* [Stated problem a] List the ways of contributing resources to vendors that the passage on library technology vendors says some libraries take on.

Competition Remains, Despite Consolidation

In the library technology sector, the good news is that core technology products tend to survive, and even prosper, as their creators undergo business transitions. It makes good business sense for a company to continue to support and develop acquired products, even if the companies that created them are absorbed. The cost of continuing products pays off in terms of maintenance fees it can collect in the short term and in the potential to attract these libraries to newer strategic products in the long term. A study of the products implemented in ARL member libraries reveal a more competitive environment now than there was a decade ago (see Systems and Vendors in Association of Research Libraries members) . The recent acquisition of ProQuest into Clarivate does not threaten any of its core technology products.


Systems and Vendors in Association of Research Libraries members

Collaboration in a Competitive Climate

A more strategic approach with commercial technology providers does not mean an adversarial relationship. Even when dealing with large-scale vendors, libraries should seek opportunities for collaboration. Engaging with a vendor for a core technology product is both a partnership and a business transaction. Libraries depend on their vendors to deliver the product at a fair price that meets the requirements as specified when it was selected and to provide competent technical support and contracted services. Beyond these minimal requirements, libraries also expect the vendor to take their interests into consideration as it develops and enhances the product. A collaborative relationship between a library and a vendor can yield mutual benefits.

Some libraries will contribute resources, including serving as a development partner for new products, helping to test new versions, and by serving on advisory groups to inform product development. These partnerships often help libraries by gaining early access to technologies and helping ensure that the product will meet its own requitements and those of its peers. Vendors benefit through products that will have increased market value gained through real-world customer input. Libraries should expect these contributed resources to yield tangible benefits through discounted pricing or waiving of license fees for a defined period. Development or beta testing relationships give libraries more of a direct voice in product development, but financial incentives can help the library justify the resources contributed to their administration. Libraries should expect reasonable in-kind or financial compensation when they contribute their valuable expertise and resources to vendors.

Avoid Non-Disclosure clauses for Contract Terms

The ever growing economic power of vendors provides libraries an opportunity to consider measures they can take to gain more leverage to ensure fair pricing and meaningful product options.

Libraries need as much information as possible as they consider selection of technology products. The capabilities of a technology product can be evaluated objectively. The fairness of pricing can be more difficult to assess. It seems reasonable for a library to know that the price offered for a product is similar to that paid by other libraries of similar size and complexity. Libraries often negotiate prices with vendors from a weak position in the absence of comparative data. A library may not be able to consult with peer institutions for price comparisons due to the non-disclosure clauses for financial details typically stated in contracts for major technology and content products.

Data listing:

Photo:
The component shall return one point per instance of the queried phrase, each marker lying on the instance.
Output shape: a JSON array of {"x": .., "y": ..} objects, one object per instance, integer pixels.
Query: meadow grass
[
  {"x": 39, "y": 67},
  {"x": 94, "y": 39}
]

* [Stated problem b] Copy the data listing above line for line, without any changes.

* [Answer a]
- Serving as a development partner for new products
- Helping to test new versions
- Serving on advisory groups to inform product development

* [Answer b]
Photo:
The component shall return one point per instance of the queried phrase, each marker lying on the instance.
Output shape: a JSON array of {"x": .., "y": ..} objects, one object per instance, integer pixels.
Query: meadow grass
[
  {"x": 39, "y": 67},
  {"x": 94, "y": 39}
]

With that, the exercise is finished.